**PROMPT:** Rewrite every one of the records below as a JSON list of strings, one string per line and no entries for blank lines.

**RAW DATA:**

####

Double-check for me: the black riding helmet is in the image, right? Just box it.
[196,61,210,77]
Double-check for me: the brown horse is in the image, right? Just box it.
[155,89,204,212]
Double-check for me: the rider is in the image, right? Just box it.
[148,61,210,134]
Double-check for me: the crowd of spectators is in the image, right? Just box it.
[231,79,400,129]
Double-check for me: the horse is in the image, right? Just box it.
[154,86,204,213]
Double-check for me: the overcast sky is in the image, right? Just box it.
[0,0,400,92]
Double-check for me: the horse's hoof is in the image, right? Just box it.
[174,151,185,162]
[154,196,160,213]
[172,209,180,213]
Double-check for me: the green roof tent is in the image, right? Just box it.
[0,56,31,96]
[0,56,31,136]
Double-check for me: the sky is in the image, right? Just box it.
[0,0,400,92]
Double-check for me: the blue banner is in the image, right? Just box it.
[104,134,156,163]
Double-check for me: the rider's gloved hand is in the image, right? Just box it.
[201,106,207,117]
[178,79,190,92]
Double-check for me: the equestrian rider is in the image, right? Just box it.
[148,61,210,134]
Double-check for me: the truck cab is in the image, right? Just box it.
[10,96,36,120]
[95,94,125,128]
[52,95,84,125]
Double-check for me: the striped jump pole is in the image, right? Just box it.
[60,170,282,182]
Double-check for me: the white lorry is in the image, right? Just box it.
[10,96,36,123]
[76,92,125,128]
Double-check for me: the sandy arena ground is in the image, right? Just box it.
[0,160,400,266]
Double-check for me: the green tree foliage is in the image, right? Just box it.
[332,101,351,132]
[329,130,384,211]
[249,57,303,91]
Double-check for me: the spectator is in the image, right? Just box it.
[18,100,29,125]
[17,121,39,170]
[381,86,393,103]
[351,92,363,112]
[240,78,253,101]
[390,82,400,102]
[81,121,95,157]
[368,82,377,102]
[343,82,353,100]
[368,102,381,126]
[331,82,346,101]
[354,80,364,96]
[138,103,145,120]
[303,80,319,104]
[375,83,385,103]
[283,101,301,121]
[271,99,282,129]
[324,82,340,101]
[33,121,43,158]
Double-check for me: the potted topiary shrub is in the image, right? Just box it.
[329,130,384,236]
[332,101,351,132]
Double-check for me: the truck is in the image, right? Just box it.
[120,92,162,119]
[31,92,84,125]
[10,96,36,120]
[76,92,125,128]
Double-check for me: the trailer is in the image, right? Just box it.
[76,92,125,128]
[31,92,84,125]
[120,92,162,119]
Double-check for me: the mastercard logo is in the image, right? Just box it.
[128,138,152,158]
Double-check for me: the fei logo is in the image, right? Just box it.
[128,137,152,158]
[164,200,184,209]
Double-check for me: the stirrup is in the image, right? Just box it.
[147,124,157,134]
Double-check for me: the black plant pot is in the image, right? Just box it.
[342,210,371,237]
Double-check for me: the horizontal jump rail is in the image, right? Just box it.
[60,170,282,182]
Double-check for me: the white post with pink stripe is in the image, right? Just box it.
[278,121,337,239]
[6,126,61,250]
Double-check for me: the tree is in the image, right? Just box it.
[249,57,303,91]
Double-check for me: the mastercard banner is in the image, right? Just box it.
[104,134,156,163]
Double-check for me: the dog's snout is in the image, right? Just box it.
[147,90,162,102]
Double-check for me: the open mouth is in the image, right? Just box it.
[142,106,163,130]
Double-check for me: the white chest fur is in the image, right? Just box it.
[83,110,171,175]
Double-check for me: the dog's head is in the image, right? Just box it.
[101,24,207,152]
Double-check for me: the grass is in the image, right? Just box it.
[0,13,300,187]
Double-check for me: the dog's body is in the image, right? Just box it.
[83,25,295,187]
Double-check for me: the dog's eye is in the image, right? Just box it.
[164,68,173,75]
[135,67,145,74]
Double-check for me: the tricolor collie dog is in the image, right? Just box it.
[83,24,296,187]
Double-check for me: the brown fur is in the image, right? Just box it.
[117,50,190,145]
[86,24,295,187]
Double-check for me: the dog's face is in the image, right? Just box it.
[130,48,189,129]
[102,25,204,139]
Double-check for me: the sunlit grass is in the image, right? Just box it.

####

**THE REPLY:**
[
  "Double-check for me: the black riding helmet is in the image, right? Just box it.",
  "[196,61,210,77]",
  "Double-check for me: the brown horse is in the image, right? Just box it.",
  "[155,89,204,212]",
  "Double-check for me: the rider is in the image, right? Just box it.",
  "[148,61,210,134]",
  "Double-check for me: the crowd of spectators is in the image, right? Just box it.",
  "[231,79,400,129]",
  "Double-check for me: the horse is in the image, right? Just box it.",
  "[154,86,204,213]",
  "Double-check for me: the overcast sky is in the image, right? Just box it.",
  "[0,0,400,92]",
  "Double-check for me: the horse's hoof is in the image, right? Just box it.",
  "[174,151,185,162]",
  "[154,196,160,213]",
  "[172,209,180,213]",
  "Double-check for me: the green roof tent is in the image, right? Just box it.",
  "[0,56,31,96]",
  "[0,56,31,136]",
  "Double-check for me: the sky is in the image, right? Just box it.",
  "[0,0,400,92]",
  "Double-check for me: the blue banner is in the image, right? Just box it.",
  "[104,134,156,163]",
  "Double-check for me: the rider's gloved hand is in the image, right? Just box it.",
  "[201,106,207,117]",
  "[178,79,190,92]",
  "Double-check for me: the equestrian rider is in the image, right? Just box it.",
  "[148,61,210,134]",
  "Double-check for me: the truck cab is in the image, right? Just box it.",
  "[10,96,36,120]",
  "[95,94,125,128]",
  "[52,95,84,125]",
  "Double-check for me: the striped jump pole is in the image, right? Just box it.",
  "[60,170,282,182]",
  "Double-check for me: the white lorry is in the image, right? Just box it.",
  "[10,96,36,123]",
  "[76,92,125,128]",
  "Double-check for me: the sandy arena ground is in the image, right? Just box it.",
  "[0,160,400,266]",
  "Double-check for me: the green tree foliage is in the image, right? Just box it.",
  "[332,101,351,132]",
  "[329,130,384,211]",
  "[249,57,303,91]",
  "Double-check for me: the spectator is in the image, right? Just box it.",
  "[18,100,29,125]",
  "[17,121,39,170]",
  "[381,86,393,103]",
  "[351,92,363,112]",
  "[240,78,253,101]",
  "[390,82,400,102]",
  "[81,121,95,157]",
  "[368,82,377,102]",
  "[343,82,353,100]",
  "[368,102,381,126]",
  "[331,82,346,101]",
  "[354,80,364,96]",
  "[138,103,145,120]",
  "[303,80,319,104]",
  "[375,83,385,103]",
  "[283,101,301,121]",
  "[271,99,282,129]",
  "[324,82,340,101]",
  "[33,121,43,158]",
  "Double-check for me: the potted topiary shrub is in the image, right? Just box it.",
  "[329,130,384,236]",
  "[332,101,351,132]",
  "Double-check for me: the truck is in the image, right? Just box it.",
  "[120,92,162,119]",
  "[31,92,84,125]",
  "[10,96,36,120]",
  "[76,92,125,128]",
  "Double-check for me: the trailer is in the image, right? Just box it.",
  "[76,92,125,128]",
  "[31,92,84,125]",
  "[120,92,162,119]",
  "Double-check for me: the mastercard logo is in the image, right? Just box it.",
  "[128,138,152,158]",
  "Double-check for me: the fei logo is in the image, right? Just box it.",
  "[128,137,152,158]",
  "[164,200,184,209]",
  "Double-check for me: the stirrup is in the image, right? Just box it.",
  "[147,124,157,134]",
  "Double-check for me: the black plant pot is in the image, right? Just box it.",
  "[342,210,371,237]",
  "Double-check for me: the horizontal jump rail is in the image, right? Just box it.",
  "[60,170,282,182]",
  "Double-check for me: the white post with pink stripe is in the image, right? Just box it.",
  "[278,121,337,239]",
  "[6,126,61,250]",
  "Double-check for me: the tree is in the image, right? Just box it.",
  "[249,57,303,91]",
  "Double-check for me: the mastercard banner is in the image, right? Just box it.",
  "[104,134,156,163]",
  "Double-check for me: the dog's snout is in the image, right? Just box it.",
  "[147,90,162,102]",
  "Double-check for me: the open mouth is in the image, right? Just box it.",
  "[142,106,163,130]",
  "Double-check for me: the white chest fur is in the image, right? Just box it.",
  "[83,110,171,175]",
  "Double-check for me: the dog's head is in the image, right? Just box it.",
  "[101,24,207,152]",
  "Double-check for me: the grass is in the image, right? Just box it.",
  "[0,13,300,187]",
  "Double-check for me: the dog's body is in the image, right? Just box it.",
  "[83,25,295,187]",
  "Double-check for me: the dog's eye is in the image, right? Just box it.",
  "[164,68,173,75]",
  "[135,67,145,74]",
  "Double-check for me: the tricolor collie dog is in the image, right? Just box it.",
  "[83,24,296,187]",
  "Double-check for me: the brown fur is in the image, right? Just box it.",
  "[117,50,190,145]",
  "[86,24,295,187]",
  "Double-check for me: the dog's face is in the image, right? Just box it.",
  "[130,48,189,129]",
  "[102,25,204,139]",
  "Double-check for me: the sunlit grass is in the image, right? Just box it."
]